:: TAREFA BREVE A ::
Devolva, sem qualquer alteração, o trecho do texto sobre a guerra na Ucrânia que abre com as palavras que contêm "Comecemos com algumas" e fecha com "2014 e 2021.".

:: EXCERTO PARA LEITURA ::
──────────
Conferência de imprensa de Jens Stoltenberg e Volodymyr Zelensky (foto de arquivo)
Conferência de imprensa de Jens Stoltenberg e Volodymyr Zelensky (foto de arquivo)Créditos / gazeta.ru

Comecemos com algumas citações.

Petro Poroshenko, ex-presidente da Ucrânia (2014-2019): «Nós teremos trabalho, eles não; teremos pensões, eles não, teremos apoio para as pessoas, crianças e pensionistas, eles não; as nossas crianças irão para escolas e jardins de infância, as crianças deles irão para os abrigos».

Discurso em Odessa, Maio de 2015. «Eles» são os habitantes da região ucraniana do Donbass e o quadro traçado «é o que acontecerá quando ganharmos esta guerra», ou seja, a operação de punição e genocídio lançada pelas tropas do regime ucraniano e os seus destacamentos nazis contra a população do Leste do país, de maioria russófona – que provocou pelo menos 14 mil mortos entre 2014 e 2021.

Volodymyr Zelensky, presidente da Ucrânia: «Existem heróis indiscutíveis: Stepan Bandera é um herói para certa parte dos ucranianos, o que é uma coisa normal e legal. Ele foi um dos que defenderam a liberdade da Ucrânia».

Stepan Bandera, agora consagrado oficialmente como «herói da Ucrânia», foi o chefe da organização nazi OUN/UPA, constituída segundo o modelo das SS e que colaborou com as tropas invasoras de Hitler nos massacres de milhares de polacos, judeus e resistentes soviéticos; aconteceu em 1941, ano em que o avô da presidente da Comissão Europeia, Ursula Von der Leyen, foi um dos oficiais alemães que conduziu essas chacinas na Ucrânia soviética. Bandera igual a liberdade, eis o conceito que o Ocidente apoia desde 2014 na Ucrânia.

Josh Cohen em publicação do Atlantic Council, think tank associado à NATO: «A Ucrânia tem um problema real com a violência de extrema-direita (e não, isto não é uma manchete do RT). Parece coisa de propaganda do Kremlin mas não é».

Entretanto, o presidente dos Estados Unidos da América, Joseph Biden, deslocou-se à Europa para dirigir uma cimeira da NATO, um encontro do G7 e uma reunião do Conselho Europeu. Como faz um imperador para dar ordens aos seus suseranos, disponíveis e prontos para cumprir o que lhes for recomendado

No rescaldo dos encontros teceram-se loas comoventes à «unidade» dentro da NATO e da União Europeia, que «nunca foi tão forte» como neste momento de crise em que é preciso apoiar o regime «democrático» de Zelensky na guerra com a Rússia do «carniceiro Putin», como definiu Biden. A seguir o imperador partiu para a Polónia e, num discurso inflamado, exclamou em relação ao presidente russo: «Pelo amor de Deus, esse homem não pode continuar no poder».
──────────
:: DADOS DA TAREFA ::
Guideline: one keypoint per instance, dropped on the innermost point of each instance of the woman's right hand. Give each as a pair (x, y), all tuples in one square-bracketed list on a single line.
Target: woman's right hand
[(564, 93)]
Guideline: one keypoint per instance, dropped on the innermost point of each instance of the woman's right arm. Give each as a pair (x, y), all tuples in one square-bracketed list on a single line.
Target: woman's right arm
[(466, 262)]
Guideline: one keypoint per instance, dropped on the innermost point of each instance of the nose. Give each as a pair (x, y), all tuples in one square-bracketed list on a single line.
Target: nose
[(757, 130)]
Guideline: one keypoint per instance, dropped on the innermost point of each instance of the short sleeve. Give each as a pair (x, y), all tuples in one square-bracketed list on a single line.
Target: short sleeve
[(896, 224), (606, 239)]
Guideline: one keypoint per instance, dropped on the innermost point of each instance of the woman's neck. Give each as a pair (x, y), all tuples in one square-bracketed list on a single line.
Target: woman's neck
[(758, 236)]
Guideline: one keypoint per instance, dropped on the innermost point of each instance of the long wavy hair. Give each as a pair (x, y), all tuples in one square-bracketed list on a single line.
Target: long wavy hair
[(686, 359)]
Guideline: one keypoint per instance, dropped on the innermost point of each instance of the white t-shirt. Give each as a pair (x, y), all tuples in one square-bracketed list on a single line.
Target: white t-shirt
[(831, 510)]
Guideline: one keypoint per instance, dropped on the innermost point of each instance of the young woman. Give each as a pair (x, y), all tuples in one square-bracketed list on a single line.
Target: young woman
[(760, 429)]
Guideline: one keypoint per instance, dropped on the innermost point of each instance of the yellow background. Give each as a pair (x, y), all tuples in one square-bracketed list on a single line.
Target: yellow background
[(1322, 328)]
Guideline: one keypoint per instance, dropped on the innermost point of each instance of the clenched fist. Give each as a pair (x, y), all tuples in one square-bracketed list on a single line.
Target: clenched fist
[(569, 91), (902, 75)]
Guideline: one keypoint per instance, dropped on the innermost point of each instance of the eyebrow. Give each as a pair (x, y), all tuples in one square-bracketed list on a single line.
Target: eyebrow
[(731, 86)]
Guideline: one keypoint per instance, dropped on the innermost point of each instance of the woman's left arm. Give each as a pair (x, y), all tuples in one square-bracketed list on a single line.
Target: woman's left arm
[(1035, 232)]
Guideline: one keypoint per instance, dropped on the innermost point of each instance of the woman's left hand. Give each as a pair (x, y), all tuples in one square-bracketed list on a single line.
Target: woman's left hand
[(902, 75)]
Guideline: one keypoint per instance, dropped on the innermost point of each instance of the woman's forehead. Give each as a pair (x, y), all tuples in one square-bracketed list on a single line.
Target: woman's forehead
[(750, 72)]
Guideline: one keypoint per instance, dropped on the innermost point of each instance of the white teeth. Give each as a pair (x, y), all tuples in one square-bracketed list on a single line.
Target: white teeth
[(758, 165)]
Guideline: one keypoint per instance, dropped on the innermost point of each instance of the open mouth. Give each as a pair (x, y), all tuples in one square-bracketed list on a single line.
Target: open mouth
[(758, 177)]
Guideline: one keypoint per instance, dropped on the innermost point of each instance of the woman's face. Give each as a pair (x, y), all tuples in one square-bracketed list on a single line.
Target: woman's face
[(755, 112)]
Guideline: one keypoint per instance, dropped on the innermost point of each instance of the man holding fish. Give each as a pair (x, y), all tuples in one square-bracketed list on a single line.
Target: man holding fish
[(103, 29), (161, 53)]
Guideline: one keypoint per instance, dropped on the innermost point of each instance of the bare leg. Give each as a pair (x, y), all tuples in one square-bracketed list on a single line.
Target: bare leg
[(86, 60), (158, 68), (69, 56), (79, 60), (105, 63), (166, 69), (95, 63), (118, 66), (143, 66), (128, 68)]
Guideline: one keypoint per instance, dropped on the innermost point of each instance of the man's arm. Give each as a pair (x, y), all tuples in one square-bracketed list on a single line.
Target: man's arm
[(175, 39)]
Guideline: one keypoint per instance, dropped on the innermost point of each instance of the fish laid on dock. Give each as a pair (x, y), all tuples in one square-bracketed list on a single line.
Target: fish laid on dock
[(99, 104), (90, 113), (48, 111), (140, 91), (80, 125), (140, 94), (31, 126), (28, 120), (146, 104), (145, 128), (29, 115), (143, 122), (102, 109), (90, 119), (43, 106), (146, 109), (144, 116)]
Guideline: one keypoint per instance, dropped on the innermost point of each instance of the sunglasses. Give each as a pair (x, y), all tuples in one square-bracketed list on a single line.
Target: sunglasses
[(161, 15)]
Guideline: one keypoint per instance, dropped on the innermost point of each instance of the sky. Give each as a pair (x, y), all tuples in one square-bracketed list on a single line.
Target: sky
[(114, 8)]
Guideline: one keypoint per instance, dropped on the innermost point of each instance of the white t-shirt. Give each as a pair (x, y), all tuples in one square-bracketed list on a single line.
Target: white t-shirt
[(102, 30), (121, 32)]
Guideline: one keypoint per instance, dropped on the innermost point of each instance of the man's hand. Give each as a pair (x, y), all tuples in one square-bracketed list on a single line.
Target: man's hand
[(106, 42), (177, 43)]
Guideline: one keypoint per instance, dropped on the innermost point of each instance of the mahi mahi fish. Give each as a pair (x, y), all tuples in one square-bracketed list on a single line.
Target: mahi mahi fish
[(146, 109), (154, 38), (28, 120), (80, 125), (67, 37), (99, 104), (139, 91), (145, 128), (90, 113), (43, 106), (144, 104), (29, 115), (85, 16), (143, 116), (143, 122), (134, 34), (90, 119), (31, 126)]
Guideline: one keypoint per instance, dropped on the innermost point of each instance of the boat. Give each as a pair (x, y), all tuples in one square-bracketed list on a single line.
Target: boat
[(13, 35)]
──────────
:: TAREFA BREVE B ::
Consegue reescrever como tabela Markdown, com as colunas N.º e Linha, o trecho dos registos que abre com a linha que contém "of the yellow" e fecha com a que contém "[(1322, 328)]", ambas incluídas, sem as linhas em branco?

:: RESULTADO ESPERADO A ::
Comecemos com algumas citações.

Petro Poroshenko, ex-presidente da Ucrânia (2014-2019): «Nós teremos trabalho, eles não; teremos pensões, eles não, teremos apoio para as pessoas, crianças e pensionistas, eles não; as nossas crianças irão para escolas e jardins de infância, as crianças deles irão para os abrigos».

Discurso em Odessa, Maio de 2015. «Eles» são os habitantes da região ucraniana do Donbass e o quadro traçado «é o que acontecerá quando ganharmos esta guerra», ou seja, a operação de punição e genocídio lançada pelas tropas do regime ucraniano e os seus destacamentos nazis contra a população do Leste do país, de maioria russófona – que provocou pelo menos 14 mil mortos entre 2014 e 2021.

:: RESULTADO ESPERADO B ::
| N.º | Linha |
|---|---|
| 1 | Guideline: one keypoint per instance, dropped on the innermost point of each instance of the yellow background. Give each as a pair (x, y), all tuples in one square-bracketed list on a single line. |
| 2 | Target: yellow background |
| 3 | [(1322, 328)] |